_Instructions for the task_:
Please rescale these lines, starting with the line with "TARGET: french fry" and going on through the end of the records, and give them again, requests included. Multiply every coordinate in the answers by 2 and round it to a whole number, with halves rounded up.

_Recorded data_:
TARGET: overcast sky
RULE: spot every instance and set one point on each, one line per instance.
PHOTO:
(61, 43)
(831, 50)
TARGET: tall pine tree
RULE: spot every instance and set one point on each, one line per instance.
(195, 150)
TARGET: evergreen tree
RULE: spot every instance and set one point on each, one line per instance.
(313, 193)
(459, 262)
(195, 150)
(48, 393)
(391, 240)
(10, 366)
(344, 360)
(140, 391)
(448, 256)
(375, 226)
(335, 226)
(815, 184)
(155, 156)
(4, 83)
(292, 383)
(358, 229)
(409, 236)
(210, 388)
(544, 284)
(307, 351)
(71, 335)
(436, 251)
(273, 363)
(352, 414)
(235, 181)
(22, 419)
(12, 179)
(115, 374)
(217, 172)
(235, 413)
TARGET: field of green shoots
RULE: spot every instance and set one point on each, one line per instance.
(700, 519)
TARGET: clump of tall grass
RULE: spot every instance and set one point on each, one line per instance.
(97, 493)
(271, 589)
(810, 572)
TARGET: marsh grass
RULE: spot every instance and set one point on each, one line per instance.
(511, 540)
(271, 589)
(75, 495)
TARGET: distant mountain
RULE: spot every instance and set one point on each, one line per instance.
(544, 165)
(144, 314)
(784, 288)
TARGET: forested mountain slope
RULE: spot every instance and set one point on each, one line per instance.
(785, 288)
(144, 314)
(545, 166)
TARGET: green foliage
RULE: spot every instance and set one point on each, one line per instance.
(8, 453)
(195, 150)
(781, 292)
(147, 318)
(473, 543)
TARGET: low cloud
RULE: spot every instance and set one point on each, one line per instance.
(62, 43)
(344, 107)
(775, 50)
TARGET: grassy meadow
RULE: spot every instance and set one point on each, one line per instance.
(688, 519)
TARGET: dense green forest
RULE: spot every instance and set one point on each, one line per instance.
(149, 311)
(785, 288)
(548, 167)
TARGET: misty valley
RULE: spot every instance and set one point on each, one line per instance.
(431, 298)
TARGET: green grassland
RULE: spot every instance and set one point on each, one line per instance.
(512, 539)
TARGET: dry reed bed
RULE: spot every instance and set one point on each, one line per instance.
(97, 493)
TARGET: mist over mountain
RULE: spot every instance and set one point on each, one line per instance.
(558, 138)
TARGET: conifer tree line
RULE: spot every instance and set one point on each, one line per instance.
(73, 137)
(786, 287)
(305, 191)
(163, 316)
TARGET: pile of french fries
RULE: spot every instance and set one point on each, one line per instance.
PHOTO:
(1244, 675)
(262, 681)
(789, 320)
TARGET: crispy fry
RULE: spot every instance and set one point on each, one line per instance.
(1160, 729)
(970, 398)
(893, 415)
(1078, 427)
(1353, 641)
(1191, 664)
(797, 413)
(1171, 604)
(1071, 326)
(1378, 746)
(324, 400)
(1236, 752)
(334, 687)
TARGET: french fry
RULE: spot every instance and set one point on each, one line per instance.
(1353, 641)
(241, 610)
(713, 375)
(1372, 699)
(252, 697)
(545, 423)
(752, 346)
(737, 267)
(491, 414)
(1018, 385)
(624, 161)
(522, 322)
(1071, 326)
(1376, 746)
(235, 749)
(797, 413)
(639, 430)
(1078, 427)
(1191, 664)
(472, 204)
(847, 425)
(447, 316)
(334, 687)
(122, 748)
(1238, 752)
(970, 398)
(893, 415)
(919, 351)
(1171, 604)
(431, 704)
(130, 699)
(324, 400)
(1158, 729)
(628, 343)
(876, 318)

_Response to this task_:
TARGET: french fry
RULE: spot every instance and set one point on each, one line per instance.
(2706, 1282)
(482, 1220)
(1426, 750)
(2744, 1398)
(504, 1394)
(1090, 846)
(1504, 692)
(1474, 534)
(982, 828)
(2036, 770)
(1248, 322)
(1044, 644)
(2142, 652)
(2752, 1492)
(470, 1498)
(1594, 826)
(1278, 860)
(2156, 854)
(2382, 1328)
(944, 408)
(1694, 850)
(894, 632)
(668, 1374)
(244, 1496)
(2476, 1504)
(1940, 796)
(1786, 830)
(1838, 702)
(2342, 1208)
(862, 1408)
(260, 1398)
(648, 800)
(2316, 1458)
(1256, 686)
(1752, 636)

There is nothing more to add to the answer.